Directives>
A) Copy from the court opinion, starting with "State v. Sanders, WD" and going on through "HOUSER, Senior Judge.".
B) Answer these questions using the court opinion:
(i) What sentence was Charles Sanders given?
(ii) On what date did the burglary of the Clarke Floor Machine Company take place?
(iii) Which court decided the case?
C) In one to three sentences, explain why the defendant argued in the court opinion that the police officer's answer called for a mistrial.

State v. Sanders, WD 31446.

Decision Date13 January 1981
Docket NumberNo. WD 31446.,WD 31446.
Citation608 S.W.2d 507
PartiesSTATE of Missouri, Respondent, v. Charles SANDERS, Appellant.
CourtMissouri Court of Appeals

Clifford A. Cohen, Public Defender, Gary L. Gardner, Asst. Public Defender, Kansas City, for appellant.

John Ashcroft, Atty. Gen., Jefferson City, Philip M. Koppe, Asst. Atty. Gen., Kansas City, for respondent.

Before PRITCHARD, P. J., SWOFFORD, J., and HOUSER, Senior Judge.

Motion for Rehearing and/or Transfer to Supreme Court Denied December 2, 1980.

PER CURIAM:

Defendant Charles Sanders was convicted upon a jury trial of second-degree burglary in the breaking and entering of the Clarke Floor Machine Company in Kansas City on August 3, 1978. Pursuant to the verdict, he was sentenced to six years' imprisonment.

Defendant's first complaint upon this appeal is that the court failed to declare a requested mistrial when a police officer, asked what defendant had said after he was arrested and after he had been informed of his rights, answered: "Yes, sir, he said he want to talk to us about some burglaries".1

Defendant says this showed other crimes of the defendant, and he cites us to many cases holding that proof of other crimes by the defendant (except in certain instances, not relevant here) is inadmissible. State v. Reese, 364 Mo. 1221, 274 S.W.2d 304 (Mo. banc 1954); State v. Lee, 486 S.W.2d 412 (Mo.1972); State v. Tillman, 454 S.W.2d 923 (Mo.1970); State v. Hancock, 451 S.W.2d 6 (Mo.1970); State v. Holbert, 416 S.W.2d 129 (Mo.1967); State v. Mathis, 375 S.W.2d 196 (Mo.1964); State v. Griffin, 336 S.W.2d 364 (Mo.1960); State v. Diamond, 532 S.W.2d 873 (Mo.App.1976); State v. Burr, 542 S.W.2d 527 (Mo.App.1976); State v. Cole, 527 S.W.2d 646 (Mo.App.1975); State v. Strickland, 530 S.W.2d 736 (Mo.App.1975).

Given data>
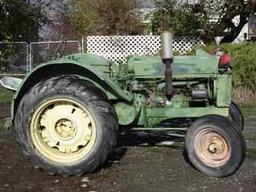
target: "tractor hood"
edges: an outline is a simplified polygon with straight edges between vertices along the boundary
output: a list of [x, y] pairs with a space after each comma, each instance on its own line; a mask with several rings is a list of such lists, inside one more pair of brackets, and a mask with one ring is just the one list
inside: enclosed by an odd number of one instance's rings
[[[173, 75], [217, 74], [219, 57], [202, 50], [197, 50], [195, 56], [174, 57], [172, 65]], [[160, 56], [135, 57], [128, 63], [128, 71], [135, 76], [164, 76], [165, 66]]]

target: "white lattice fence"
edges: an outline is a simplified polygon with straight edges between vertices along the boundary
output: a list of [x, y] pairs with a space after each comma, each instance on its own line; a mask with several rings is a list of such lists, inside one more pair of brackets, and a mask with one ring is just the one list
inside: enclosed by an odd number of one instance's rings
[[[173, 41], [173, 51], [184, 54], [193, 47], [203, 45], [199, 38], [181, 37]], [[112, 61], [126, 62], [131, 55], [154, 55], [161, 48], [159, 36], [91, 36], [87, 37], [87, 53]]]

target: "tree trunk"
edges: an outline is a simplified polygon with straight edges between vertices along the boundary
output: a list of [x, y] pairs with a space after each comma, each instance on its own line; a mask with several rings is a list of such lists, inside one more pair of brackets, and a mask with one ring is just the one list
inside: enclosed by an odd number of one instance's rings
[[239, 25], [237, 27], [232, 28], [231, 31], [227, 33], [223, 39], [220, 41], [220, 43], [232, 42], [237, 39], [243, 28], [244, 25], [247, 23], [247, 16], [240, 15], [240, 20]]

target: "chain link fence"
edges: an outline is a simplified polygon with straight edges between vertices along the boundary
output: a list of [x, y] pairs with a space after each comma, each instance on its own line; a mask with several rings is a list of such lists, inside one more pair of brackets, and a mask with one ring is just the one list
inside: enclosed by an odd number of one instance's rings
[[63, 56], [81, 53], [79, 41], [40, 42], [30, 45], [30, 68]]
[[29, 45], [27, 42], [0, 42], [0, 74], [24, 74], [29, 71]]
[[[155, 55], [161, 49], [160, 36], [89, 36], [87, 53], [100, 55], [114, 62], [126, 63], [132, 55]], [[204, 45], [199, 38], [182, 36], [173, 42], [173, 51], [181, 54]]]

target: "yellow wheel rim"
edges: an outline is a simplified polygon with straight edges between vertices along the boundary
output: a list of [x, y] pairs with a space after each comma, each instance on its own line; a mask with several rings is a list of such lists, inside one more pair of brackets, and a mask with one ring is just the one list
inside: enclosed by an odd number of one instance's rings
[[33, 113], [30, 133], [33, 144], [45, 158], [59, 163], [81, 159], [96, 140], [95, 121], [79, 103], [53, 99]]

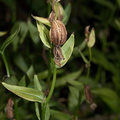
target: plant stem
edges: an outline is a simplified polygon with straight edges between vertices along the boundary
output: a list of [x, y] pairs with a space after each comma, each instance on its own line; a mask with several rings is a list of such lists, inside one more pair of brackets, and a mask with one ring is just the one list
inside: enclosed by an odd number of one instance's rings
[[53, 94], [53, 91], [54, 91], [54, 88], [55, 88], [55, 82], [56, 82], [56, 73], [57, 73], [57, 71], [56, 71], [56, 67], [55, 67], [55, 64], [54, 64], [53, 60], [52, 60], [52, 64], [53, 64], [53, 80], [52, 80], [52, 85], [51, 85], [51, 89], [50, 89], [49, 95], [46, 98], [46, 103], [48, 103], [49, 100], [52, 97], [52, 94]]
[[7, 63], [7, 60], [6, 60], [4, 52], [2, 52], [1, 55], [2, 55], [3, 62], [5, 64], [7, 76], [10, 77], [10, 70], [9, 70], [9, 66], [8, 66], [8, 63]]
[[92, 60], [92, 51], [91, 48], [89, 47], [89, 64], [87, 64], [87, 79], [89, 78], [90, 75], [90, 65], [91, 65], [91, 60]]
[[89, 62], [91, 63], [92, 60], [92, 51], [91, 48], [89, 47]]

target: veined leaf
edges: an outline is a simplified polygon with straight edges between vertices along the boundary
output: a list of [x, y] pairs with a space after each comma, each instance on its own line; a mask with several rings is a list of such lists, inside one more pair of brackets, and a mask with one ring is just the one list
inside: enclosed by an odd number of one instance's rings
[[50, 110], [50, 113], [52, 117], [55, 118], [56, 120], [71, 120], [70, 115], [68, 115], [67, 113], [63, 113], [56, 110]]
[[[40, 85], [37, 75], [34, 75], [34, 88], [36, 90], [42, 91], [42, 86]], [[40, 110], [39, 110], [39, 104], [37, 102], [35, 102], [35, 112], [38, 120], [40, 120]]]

Responses for each task>
A)
State v. Sanders, WD 31446.

Decision Date13 January 1981
Docket NumberNo. WD 31446.,WD 31446.
Citation608 S.W.2d 507
PartiesSTATE of Missouri, Respondent, v. Charles SANDERS, Appellant.
CourtMissouri Court of Appeals

Clifford A. Cohen, Public Defender, Gary L. Gardner, Asst. Public Defender, Kansas City, for appellant.

John Ashcroft, Atty. Gen., Jefferson City, Philip M. Koppe, Asst. Atty. Gen., Kansas City, for respondent.

Before PRITCHARD, P. J., SWOFFORD, J., and HOUSER, Senior Judge.

B)
(i) Six years' imprisonment.
(ii) August 3, 1978.
(iii) The Missouri Court of Appeals.

C) The defendant argued that the officer's answer, that he wanted to talk about some burglaries, showed other crimes by him. He cited many cases holding that proof of other crimes by a defendant is inadmissible, apart from certain instances not relevant to this case.